§ Available records
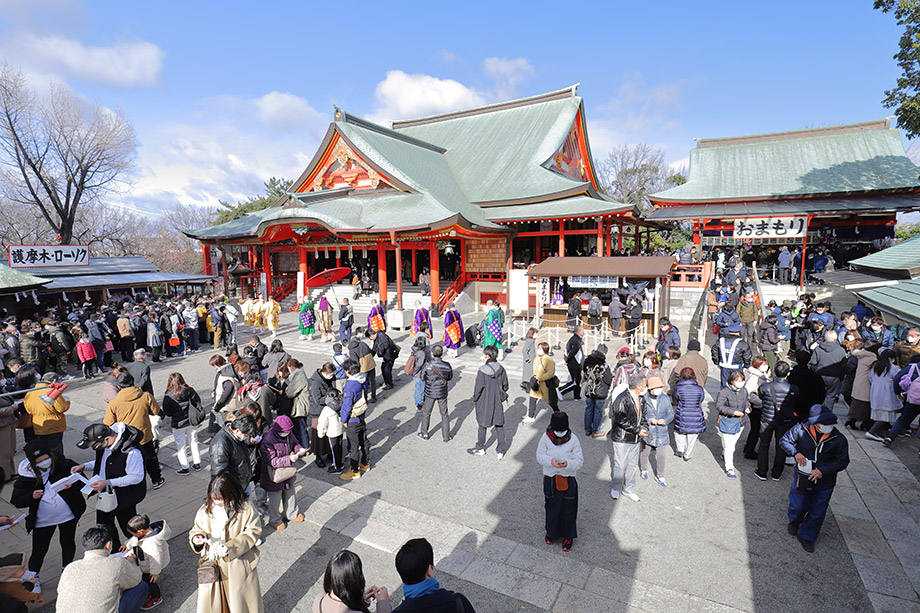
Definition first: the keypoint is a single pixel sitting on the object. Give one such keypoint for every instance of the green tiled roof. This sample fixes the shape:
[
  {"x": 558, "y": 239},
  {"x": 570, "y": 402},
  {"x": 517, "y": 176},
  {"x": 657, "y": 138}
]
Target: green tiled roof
[
  {"x": 901, "y": 300},
  {"x": 845, "y": 159},
  {"x": 12, "y": 280},
  {"x": 901, "y": 260}
]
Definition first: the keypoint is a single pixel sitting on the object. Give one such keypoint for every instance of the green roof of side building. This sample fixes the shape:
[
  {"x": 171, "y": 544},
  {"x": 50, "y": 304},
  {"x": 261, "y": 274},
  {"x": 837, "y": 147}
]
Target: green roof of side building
[
  {"x": 901, "y": 260},
  {"x": 852, "y": 158}
]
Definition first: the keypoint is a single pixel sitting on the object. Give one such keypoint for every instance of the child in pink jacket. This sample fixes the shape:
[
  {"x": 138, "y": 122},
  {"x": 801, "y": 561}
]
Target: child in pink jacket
[{"x": 87, "y": 354}]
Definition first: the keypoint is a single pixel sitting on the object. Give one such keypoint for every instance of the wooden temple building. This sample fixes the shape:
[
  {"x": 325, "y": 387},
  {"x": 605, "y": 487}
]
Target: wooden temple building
[
  {"x": 468, "y": 195},
  {"x": 830, "y": 186}
]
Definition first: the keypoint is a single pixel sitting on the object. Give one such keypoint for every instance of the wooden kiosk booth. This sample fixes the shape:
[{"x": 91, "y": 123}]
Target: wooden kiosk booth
[{"x": 558, "y": 279}]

§ Your task
Set every record down again verbatim, without pictures.

§ Result of this exercise
Definition first: the keypoint is a single pixel sitting on the object. Give one such keypoint for every instance of the green tiled roof. This sample fixes the shape:
[
  {"x": 558, "y": 239},
  {"x": 570, "y": 402},
  {"x": 517, "y": 176},
  {"x": 657, "y": 138}
]
Target: green tiled roof
[
  {"x": 901, "y": 300},
  {"x": 845, "y": 159},
  {"x": 12, "y": 280},
  {"x": 901, "y": 260}
]
Definition first: the keypoint is a single pixel sitting on the object. Give one such keypoint for every instance of the green roof of side building. This sample fixes the shape:
[
  {"x": 171, "y": 544},
  {"x": 50, "y": 304},
  {"x": 261, "y": 274},
  {"x": 837, "y": 147}
]
Target: green roof of side building
[
  {"x": 901, "y": 260},
  {"x": 852, "y": 158}
]
Definition first: the keypoint is a single pixel sitting on the object. Give one such keypoint for every instance of the child in pink jacket. This sample fixes the shape:
[
  {"x": 138, "y": 122},
  {"x": 801, "y": 561}
]
Target: child in pink jacket
[{"x": 87, "y": 354}]
Definition first: the keypoint is a single pixel sitting on the object. Give one such keypoint for every instance of the wooden temple building. This sample fixes the shape:
[
  {"x": 325, "y": 387},
  {"x": 605, "y": 487}
]
Target: wooden temple building
[
  {"x": 468, "y": 195},
  {"x": 830, "y": 186}
]
Definition first: the keypoint is a single pixel sitting on the object. Give one such keypoint for every instance of the wooden kiosk booth. This sample fixes the shape:
[{"x": 91, "y": 123}]
Target: wooden kiosk booth
[{"x": 558, "y": 279}]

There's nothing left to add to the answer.